Your reply must contain exactly the lines running from the one with "Target: player's knee pad" to the last line of the entries below, both included, and no other lines.
DATA EXTRACTS section start
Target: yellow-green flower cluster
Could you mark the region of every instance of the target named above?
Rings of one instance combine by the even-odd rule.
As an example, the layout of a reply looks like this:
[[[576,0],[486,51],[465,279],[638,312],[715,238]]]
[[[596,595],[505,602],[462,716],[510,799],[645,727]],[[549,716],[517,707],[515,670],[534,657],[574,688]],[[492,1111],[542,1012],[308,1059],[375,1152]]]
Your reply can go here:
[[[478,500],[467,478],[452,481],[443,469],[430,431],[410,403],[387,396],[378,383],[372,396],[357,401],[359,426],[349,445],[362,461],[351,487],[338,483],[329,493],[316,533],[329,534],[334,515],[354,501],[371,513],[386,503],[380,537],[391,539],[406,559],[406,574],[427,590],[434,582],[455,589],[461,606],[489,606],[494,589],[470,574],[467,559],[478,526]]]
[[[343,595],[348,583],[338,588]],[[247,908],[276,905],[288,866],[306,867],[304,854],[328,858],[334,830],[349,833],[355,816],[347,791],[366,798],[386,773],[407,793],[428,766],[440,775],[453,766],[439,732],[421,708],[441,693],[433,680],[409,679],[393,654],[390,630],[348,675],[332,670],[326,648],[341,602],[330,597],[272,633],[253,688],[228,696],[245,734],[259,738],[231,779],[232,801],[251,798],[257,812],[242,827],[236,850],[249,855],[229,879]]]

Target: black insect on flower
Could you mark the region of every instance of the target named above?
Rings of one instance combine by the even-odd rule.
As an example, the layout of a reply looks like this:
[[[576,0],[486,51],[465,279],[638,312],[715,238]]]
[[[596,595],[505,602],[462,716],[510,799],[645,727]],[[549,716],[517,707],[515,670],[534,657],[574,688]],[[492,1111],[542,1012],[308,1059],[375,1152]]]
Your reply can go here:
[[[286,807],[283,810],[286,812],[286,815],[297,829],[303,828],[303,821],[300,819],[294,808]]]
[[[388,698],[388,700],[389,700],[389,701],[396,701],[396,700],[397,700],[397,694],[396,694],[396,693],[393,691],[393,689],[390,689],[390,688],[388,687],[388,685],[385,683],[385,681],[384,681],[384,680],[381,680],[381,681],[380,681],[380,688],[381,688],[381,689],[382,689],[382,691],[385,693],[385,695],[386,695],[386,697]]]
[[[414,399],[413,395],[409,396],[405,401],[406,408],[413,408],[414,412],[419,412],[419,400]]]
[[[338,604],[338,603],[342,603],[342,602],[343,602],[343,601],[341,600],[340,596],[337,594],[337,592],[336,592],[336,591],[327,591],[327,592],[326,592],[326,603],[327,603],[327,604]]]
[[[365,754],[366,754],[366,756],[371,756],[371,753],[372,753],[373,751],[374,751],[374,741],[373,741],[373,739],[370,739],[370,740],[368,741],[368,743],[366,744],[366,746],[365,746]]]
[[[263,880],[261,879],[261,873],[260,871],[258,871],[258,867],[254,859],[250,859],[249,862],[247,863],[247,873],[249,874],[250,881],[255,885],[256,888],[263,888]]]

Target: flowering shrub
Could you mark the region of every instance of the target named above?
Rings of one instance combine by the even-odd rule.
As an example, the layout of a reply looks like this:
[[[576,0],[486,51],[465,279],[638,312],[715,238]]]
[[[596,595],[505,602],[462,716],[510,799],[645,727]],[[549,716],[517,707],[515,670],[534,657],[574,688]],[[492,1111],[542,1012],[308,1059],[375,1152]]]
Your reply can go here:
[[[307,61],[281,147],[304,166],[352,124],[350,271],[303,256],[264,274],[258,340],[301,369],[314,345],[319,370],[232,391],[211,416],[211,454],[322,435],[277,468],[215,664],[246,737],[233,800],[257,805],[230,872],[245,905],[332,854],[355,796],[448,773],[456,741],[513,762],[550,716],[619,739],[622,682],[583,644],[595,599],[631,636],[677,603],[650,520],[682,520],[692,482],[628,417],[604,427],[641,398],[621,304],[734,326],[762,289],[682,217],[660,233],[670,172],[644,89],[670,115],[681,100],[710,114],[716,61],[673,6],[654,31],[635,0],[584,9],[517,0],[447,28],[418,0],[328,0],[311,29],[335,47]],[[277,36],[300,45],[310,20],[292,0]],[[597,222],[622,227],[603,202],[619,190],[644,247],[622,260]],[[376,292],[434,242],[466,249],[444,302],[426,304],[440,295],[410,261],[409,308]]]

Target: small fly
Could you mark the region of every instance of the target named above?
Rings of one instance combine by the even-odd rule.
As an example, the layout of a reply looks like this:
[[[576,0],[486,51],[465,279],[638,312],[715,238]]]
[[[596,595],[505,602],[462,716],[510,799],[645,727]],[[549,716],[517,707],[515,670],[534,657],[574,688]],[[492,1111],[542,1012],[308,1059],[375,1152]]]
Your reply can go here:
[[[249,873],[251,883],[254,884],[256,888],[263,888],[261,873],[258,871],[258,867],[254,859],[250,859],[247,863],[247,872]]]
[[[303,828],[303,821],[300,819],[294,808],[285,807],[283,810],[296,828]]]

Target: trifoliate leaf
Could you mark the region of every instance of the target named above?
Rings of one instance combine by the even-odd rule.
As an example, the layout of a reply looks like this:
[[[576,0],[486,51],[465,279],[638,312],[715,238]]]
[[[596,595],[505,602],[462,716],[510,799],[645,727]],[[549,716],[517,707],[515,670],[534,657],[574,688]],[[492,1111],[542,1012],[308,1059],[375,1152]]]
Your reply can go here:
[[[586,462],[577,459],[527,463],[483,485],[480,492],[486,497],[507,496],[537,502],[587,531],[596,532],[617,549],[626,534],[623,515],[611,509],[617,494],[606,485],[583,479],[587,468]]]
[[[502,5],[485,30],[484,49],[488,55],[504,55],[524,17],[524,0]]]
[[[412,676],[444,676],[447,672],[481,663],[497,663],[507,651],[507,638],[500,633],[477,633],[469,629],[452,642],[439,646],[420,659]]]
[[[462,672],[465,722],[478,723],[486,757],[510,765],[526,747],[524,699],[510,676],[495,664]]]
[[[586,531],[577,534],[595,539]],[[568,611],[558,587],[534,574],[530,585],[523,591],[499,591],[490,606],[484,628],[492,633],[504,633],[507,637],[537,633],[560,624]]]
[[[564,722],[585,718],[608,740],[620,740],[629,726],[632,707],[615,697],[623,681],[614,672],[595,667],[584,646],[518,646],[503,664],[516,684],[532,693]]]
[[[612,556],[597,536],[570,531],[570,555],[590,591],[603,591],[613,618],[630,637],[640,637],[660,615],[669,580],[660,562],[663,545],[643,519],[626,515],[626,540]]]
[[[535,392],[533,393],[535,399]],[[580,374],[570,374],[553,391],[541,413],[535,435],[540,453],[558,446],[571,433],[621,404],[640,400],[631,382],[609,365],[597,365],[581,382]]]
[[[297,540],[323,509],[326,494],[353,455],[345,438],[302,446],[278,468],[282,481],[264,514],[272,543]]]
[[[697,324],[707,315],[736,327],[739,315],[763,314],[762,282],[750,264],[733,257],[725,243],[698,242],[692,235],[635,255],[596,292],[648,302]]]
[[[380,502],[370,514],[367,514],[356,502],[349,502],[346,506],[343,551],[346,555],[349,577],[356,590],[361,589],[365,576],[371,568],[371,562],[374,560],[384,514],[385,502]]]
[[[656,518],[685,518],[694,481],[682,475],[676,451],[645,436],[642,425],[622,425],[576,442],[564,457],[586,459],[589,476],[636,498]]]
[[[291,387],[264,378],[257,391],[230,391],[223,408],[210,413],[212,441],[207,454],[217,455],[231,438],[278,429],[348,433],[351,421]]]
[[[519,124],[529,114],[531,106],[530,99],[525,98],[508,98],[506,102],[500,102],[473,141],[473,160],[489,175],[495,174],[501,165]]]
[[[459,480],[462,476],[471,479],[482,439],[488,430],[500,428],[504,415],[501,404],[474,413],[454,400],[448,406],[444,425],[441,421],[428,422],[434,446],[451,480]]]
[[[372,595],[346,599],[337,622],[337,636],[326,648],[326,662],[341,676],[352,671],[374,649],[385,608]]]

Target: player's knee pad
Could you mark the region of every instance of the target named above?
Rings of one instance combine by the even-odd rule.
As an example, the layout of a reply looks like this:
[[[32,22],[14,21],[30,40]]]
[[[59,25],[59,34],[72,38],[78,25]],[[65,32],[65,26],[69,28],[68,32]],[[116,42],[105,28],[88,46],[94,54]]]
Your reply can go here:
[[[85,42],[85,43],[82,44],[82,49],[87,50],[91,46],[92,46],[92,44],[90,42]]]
DATA EXTRACTS section end
▶ **ANSWER TO THE EXERCISE**:
Target: player's knee pad
Could you mark the region of every instance of the target named above?
Rings of one instance combine by the even-odd rule.
As an example, the layout of a reply looks like this:
[[[32,22],[14,21],[30,40]]]
[[[59,25],[59,34],[72,38],[78,25]],[[65,32],[65,26],[69,28],[68,32]],[[116,42],[105,28],[88,46],[94,54]]]
Your reply can go here:
[[[85,42],[85,43],[82,44],[82,49],[87,50],[91,46],[92,46],[92,44],[90,42]]]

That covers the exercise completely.